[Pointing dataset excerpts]
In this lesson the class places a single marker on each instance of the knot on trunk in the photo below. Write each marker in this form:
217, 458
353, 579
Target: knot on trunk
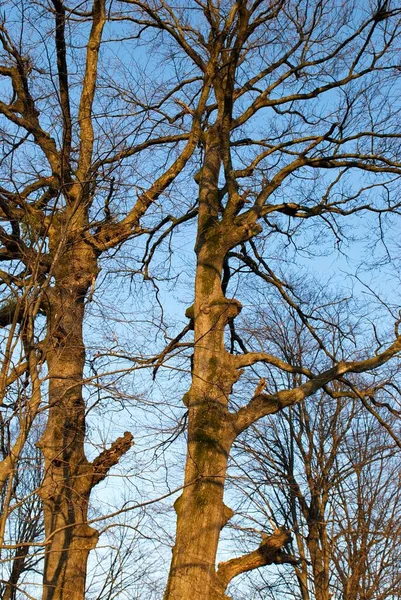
110, 457
225, 308
270, 551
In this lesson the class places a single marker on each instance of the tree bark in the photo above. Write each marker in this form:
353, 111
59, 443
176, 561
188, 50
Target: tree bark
68, 474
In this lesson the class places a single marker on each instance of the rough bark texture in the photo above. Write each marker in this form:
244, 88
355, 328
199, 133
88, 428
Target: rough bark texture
201, 512
67, 481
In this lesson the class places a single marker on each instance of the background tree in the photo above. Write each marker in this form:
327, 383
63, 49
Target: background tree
307, 80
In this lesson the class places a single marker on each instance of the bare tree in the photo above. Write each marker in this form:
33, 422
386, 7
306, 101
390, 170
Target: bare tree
287, 115
295, 90
72, 135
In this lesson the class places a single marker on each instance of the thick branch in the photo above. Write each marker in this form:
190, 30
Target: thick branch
269, 552
265, 404
110, 457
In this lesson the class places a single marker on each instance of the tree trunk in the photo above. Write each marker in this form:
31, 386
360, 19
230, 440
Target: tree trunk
201, 512
68, 475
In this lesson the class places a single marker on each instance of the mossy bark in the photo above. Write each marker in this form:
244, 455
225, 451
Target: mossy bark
201, 512
68, 475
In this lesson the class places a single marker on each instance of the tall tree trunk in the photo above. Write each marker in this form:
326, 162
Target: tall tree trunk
68, 477
201, 512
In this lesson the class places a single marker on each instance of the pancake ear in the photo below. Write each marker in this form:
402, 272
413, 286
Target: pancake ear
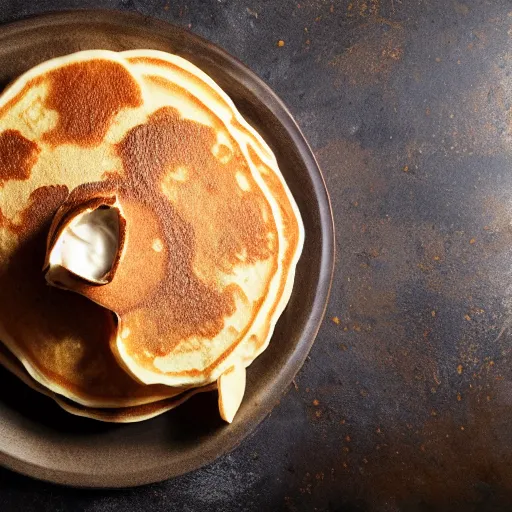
85, 242
231, 386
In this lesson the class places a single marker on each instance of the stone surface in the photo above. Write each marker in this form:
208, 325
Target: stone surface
405, 403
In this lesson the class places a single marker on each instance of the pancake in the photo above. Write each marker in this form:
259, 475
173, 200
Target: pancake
62, 339
218, 277
208, 232
113, 415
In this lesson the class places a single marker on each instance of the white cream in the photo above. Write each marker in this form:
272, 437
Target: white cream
88, 245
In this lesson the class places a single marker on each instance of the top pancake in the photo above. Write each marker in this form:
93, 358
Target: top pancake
212, 232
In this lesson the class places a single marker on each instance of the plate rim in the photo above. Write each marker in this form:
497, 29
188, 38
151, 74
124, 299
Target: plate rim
295, 361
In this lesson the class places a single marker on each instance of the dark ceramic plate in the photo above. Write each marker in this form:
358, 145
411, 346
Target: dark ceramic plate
39, 439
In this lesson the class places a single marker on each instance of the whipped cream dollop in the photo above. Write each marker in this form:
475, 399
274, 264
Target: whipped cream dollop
88, 245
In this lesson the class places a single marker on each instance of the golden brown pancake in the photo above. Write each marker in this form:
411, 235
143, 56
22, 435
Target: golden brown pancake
112, 415
62, 339
212, 232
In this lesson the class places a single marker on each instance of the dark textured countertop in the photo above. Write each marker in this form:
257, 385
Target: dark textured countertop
405, 403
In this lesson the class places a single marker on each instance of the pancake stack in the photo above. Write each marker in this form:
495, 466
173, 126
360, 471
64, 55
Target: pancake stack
148, 241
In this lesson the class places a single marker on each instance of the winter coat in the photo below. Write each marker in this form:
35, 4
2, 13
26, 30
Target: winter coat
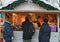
44, 33
25, 27
8, 31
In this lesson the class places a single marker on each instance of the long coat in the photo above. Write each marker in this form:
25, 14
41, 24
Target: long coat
8, 31
44, 33
25, 27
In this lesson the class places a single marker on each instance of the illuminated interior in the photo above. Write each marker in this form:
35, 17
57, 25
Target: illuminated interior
18, 18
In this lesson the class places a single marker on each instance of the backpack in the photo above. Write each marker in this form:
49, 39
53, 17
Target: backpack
31, 29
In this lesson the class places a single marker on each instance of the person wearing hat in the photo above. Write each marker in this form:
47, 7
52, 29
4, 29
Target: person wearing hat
45, 32
8, 30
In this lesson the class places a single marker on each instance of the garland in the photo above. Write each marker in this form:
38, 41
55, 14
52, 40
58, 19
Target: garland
18, 2
44, 5
13, 5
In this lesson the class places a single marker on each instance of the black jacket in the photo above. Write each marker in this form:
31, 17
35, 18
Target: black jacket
44, 33
25, 27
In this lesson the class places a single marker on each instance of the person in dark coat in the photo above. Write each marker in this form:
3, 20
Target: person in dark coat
45, 32
8, 31
25, 26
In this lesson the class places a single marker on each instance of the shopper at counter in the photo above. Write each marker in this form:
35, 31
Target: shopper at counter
27, 33
45, 32
8, 30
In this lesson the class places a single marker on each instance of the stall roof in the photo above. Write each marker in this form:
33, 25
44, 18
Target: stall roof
28, 11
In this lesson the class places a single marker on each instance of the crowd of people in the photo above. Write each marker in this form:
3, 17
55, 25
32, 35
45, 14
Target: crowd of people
28, 30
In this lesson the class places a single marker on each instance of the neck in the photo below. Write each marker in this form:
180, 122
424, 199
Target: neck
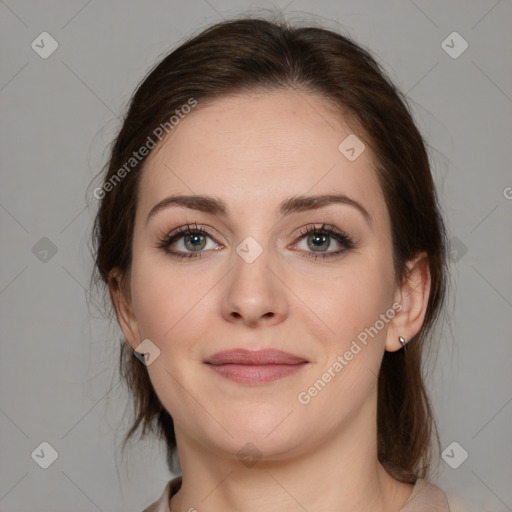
341, 474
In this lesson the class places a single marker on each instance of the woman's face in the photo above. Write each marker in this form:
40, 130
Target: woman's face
253, 277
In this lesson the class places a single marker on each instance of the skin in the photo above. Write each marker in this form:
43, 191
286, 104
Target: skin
253, 152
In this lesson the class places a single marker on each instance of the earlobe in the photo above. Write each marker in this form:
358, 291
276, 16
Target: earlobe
413, 295
121, 300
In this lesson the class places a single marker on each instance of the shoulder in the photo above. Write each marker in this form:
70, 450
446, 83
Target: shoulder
162, 503
425, 497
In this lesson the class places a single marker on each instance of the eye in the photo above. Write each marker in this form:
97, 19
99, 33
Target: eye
321, 239
189, 242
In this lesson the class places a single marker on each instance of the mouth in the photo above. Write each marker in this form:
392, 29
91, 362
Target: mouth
255, 366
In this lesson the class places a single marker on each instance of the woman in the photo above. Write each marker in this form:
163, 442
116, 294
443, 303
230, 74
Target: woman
270, 236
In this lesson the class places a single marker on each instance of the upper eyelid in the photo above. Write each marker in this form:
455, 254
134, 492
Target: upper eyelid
181, 231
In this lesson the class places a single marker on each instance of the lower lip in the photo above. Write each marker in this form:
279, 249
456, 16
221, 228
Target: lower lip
256, 374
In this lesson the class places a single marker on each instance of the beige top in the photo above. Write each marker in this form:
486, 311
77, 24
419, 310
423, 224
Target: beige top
425, 497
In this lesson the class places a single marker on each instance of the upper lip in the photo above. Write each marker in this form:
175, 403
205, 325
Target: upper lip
254, 357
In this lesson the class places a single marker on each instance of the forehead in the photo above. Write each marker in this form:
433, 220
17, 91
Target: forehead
257, 149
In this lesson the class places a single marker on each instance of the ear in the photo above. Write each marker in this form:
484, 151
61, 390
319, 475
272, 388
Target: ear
121, 299
413, 295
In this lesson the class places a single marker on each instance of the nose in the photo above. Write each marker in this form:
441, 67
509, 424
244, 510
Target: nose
253, 293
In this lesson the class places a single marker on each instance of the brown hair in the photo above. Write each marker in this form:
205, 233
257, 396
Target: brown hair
245, 54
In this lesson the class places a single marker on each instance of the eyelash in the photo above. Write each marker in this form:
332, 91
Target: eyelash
167, 239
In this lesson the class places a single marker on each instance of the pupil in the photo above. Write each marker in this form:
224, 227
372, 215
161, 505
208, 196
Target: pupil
195, 241
319, 240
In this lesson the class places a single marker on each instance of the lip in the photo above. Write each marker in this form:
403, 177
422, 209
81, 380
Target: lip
255, 366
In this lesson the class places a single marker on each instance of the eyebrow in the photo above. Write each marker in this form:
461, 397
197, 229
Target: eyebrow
293, 204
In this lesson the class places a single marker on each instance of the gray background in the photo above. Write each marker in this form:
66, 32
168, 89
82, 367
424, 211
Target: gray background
59, 357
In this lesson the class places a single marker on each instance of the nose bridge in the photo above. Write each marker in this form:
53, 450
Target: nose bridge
253, 290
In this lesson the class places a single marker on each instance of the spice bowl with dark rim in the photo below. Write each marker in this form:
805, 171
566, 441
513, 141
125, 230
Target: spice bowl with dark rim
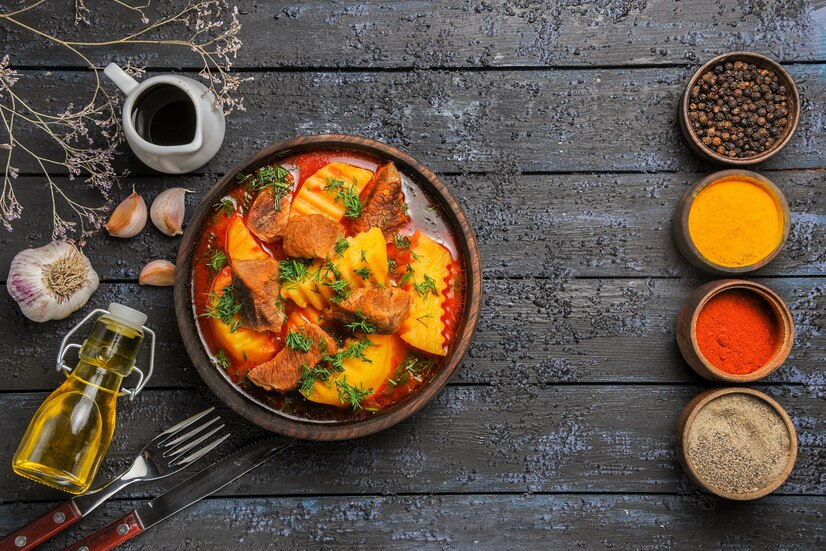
736, 442
689, 344
688, 245
777, 135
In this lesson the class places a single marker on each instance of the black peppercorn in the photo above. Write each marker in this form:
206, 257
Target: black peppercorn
738, 109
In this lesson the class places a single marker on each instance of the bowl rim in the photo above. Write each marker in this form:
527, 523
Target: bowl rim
758, 59
266, 417
777, 305
686, 244
686, 420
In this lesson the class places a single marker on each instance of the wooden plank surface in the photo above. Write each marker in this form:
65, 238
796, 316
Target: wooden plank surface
495, 33
501, 122
555, 330
465, 522
536, 225
470, 439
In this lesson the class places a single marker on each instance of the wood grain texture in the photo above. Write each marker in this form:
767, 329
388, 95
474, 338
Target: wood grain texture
470, 439
594, 225
455, 121
495, 33
555, 330
465, 522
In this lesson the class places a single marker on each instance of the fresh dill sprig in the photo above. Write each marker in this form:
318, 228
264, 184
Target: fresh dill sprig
350, 394
299, 341
221, 360
341, 245
221, 305
427, 285
363, 273
216, 259
347, 194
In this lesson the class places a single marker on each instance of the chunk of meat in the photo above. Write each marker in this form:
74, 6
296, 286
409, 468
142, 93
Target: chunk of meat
384, 204
285, 370
311, 236
266, 220
257, 287
384, 308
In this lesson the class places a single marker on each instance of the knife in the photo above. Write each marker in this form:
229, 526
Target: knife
190, 491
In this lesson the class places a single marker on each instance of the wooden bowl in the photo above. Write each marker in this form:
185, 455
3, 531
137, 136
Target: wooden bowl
686, 419
687, 330
700, 149
682, 237
268, 417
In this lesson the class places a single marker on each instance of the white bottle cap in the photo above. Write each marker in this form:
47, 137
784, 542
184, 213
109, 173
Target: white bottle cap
127, 316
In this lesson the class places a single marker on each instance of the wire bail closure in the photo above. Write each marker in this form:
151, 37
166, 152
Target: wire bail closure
65, 346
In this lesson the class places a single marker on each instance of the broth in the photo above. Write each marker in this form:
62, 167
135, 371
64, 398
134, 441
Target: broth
412, 368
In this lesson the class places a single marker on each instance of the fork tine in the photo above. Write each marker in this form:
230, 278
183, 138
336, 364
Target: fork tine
187, 422
200, 453
186, 447
187, 435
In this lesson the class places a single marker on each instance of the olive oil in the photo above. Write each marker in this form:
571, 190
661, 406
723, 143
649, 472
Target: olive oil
71, 431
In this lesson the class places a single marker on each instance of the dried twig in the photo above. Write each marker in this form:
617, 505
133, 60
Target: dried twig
89, 136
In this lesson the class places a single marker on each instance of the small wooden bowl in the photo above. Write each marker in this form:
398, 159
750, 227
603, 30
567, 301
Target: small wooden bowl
682, 237
269, 417
687, 329
686, 419
700, 149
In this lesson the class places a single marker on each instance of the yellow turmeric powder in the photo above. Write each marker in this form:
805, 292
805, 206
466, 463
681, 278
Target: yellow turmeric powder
735, 223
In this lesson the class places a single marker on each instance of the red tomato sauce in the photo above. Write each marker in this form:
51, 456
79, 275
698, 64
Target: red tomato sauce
414, 369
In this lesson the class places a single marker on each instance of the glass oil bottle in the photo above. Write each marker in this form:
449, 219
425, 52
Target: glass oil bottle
71, 431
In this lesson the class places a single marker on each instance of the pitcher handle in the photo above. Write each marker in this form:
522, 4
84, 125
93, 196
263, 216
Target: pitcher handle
120, 78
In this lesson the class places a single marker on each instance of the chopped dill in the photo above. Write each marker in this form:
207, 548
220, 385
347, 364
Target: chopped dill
222, 306
221, 360
293, 270
341, 245
406, 277
299, 341
428, 285
413, 367
216, 259
402, 242
363, 273
351, 394
348, 195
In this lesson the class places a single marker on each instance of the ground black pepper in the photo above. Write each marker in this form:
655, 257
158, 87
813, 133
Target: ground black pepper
738, 109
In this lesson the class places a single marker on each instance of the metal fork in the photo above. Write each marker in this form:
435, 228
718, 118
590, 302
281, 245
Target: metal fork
169, 452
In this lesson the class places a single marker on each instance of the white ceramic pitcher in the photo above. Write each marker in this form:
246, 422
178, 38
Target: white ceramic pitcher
172, 159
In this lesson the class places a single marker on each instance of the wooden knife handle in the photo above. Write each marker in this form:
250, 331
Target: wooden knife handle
109, 537
38, 531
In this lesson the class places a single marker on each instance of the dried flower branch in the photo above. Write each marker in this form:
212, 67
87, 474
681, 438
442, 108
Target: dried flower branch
88, 136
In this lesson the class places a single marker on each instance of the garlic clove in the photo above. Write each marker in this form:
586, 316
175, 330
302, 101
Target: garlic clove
158, 272
167, 210
128, 218
51, 282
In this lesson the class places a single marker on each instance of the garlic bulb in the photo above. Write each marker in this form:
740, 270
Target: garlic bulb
51, 282
128, 218
158, 272
167, 210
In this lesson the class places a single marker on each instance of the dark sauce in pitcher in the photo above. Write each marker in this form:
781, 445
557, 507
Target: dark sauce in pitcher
165, 115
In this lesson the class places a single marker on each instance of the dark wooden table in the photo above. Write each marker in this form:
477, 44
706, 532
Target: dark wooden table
554, 124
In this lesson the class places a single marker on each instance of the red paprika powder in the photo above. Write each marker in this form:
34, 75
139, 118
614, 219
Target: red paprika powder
738, 332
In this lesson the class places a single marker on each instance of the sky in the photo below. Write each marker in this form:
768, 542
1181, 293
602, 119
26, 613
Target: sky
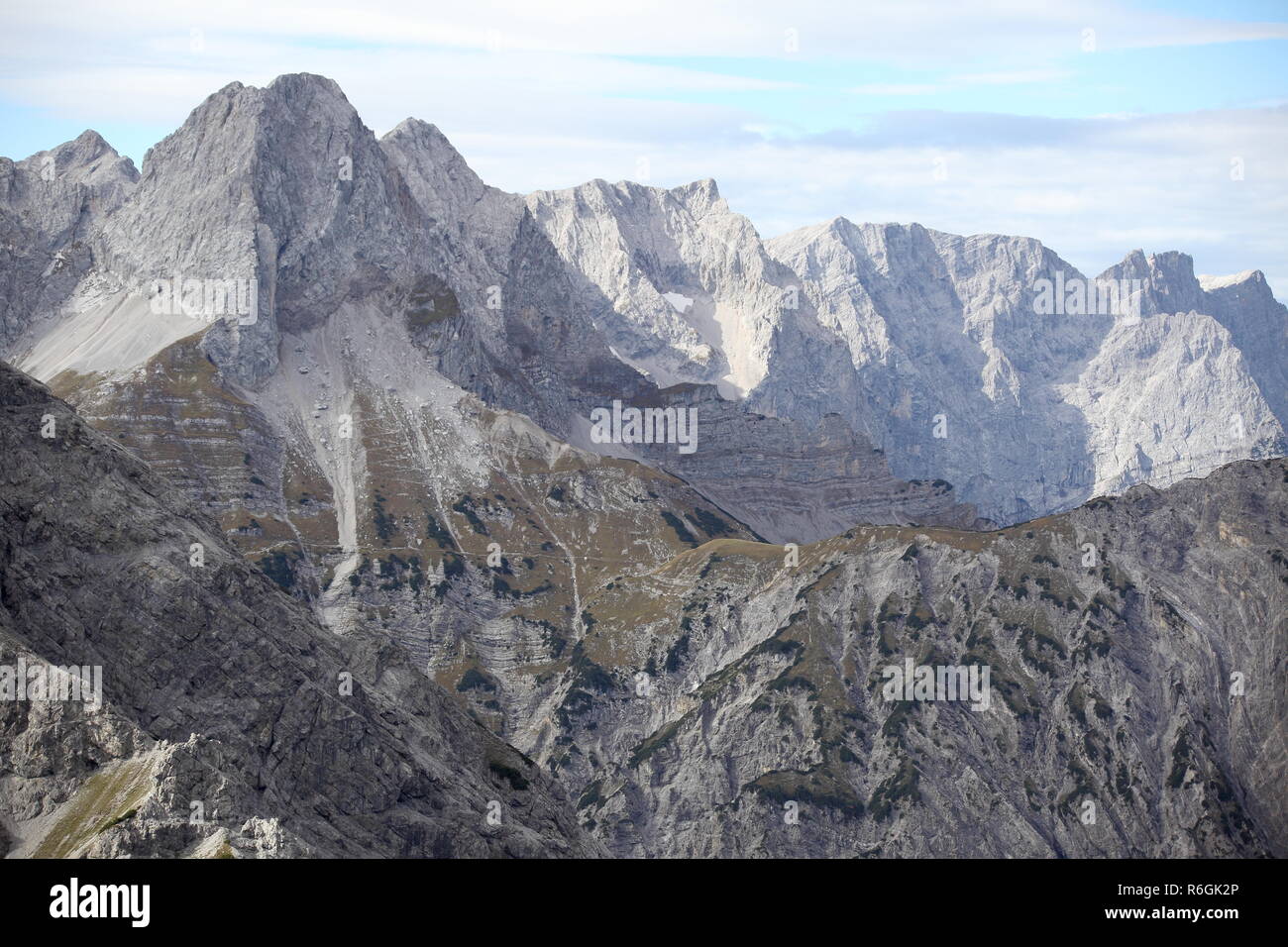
1098, 128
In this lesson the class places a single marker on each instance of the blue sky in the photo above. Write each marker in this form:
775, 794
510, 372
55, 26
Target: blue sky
1094, 127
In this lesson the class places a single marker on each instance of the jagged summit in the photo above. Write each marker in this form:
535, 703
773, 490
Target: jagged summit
888, 324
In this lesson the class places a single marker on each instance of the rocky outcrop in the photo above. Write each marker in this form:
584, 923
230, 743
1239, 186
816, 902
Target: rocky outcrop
231, 722
733, 702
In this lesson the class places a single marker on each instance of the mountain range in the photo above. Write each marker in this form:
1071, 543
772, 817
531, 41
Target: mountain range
353, 364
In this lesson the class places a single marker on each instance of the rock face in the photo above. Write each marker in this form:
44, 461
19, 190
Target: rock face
398, 434
737, 699
1042, 407
226, 724
50, 206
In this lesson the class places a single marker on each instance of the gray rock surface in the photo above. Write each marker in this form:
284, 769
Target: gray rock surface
218, 688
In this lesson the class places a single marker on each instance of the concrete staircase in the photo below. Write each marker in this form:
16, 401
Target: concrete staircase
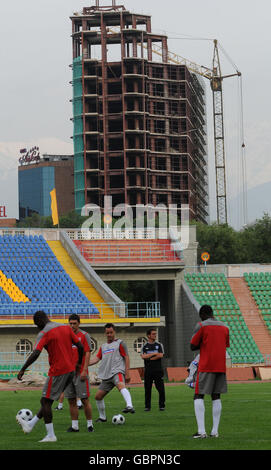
78, 278
251, 314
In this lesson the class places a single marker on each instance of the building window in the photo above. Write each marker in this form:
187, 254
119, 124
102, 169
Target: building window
24, 346
93, 345
139, 343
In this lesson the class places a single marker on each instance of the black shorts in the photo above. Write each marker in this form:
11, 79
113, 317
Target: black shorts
208, 383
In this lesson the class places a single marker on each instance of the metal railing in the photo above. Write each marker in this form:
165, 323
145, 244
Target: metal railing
128, 253
99, 310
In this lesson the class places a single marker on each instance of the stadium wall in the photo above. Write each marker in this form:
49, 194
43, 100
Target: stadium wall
106, 293
190, 308
11, 336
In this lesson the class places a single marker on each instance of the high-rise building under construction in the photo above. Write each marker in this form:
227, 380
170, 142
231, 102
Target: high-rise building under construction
139, 119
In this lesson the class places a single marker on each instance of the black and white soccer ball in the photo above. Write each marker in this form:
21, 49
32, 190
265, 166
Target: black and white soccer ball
25, 414
118, 419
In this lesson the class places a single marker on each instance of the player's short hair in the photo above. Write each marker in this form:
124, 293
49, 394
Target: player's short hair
110, 325
206, 311
74, 316
150, 330
40, 315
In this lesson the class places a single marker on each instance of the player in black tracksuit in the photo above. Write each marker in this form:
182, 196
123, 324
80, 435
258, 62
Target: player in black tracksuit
152, 353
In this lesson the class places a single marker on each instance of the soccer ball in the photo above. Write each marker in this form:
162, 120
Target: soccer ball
118, 419
25, 414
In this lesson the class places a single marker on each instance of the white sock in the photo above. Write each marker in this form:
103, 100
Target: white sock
127, 397
200, 414
101, 408
75, 424
50, 429
216, 408
33, 421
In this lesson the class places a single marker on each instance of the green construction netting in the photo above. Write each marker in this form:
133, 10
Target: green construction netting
78, 142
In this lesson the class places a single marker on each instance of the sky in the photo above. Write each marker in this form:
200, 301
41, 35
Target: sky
35, 92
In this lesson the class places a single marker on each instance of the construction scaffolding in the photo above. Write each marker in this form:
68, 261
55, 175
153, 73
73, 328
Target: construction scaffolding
139, 121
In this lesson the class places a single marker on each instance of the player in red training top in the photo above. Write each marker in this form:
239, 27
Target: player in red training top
57, 339
80, 386
211, 338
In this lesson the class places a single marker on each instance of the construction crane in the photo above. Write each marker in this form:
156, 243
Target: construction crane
216, 78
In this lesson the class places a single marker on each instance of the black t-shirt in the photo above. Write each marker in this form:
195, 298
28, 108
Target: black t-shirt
153, 366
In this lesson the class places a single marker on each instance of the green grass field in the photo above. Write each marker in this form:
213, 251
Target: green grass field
245, 422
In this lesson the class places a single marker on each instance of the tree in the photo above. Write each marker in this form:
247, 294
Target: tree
221, 242
256, 240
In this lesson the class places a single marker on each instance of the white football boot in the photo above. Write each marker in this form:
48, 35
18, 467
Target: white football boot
49, 439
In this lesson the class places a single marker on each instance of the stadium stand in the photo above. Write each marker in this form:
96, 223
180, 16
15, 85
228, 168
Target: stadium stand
214, 289
260, 287
32, 278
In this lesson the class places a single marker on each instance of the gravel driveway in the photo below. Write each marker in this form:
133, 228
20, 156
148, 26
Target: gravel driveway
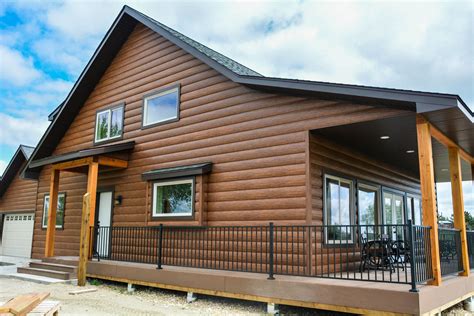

Stated goal:
Identify each line in the records that contains the string "stone", and copy those lines.

Final result:
In this lesson the class places a single marker on each instance of the stone surface in the photo above. Write each marker in this form:
Target: stone surface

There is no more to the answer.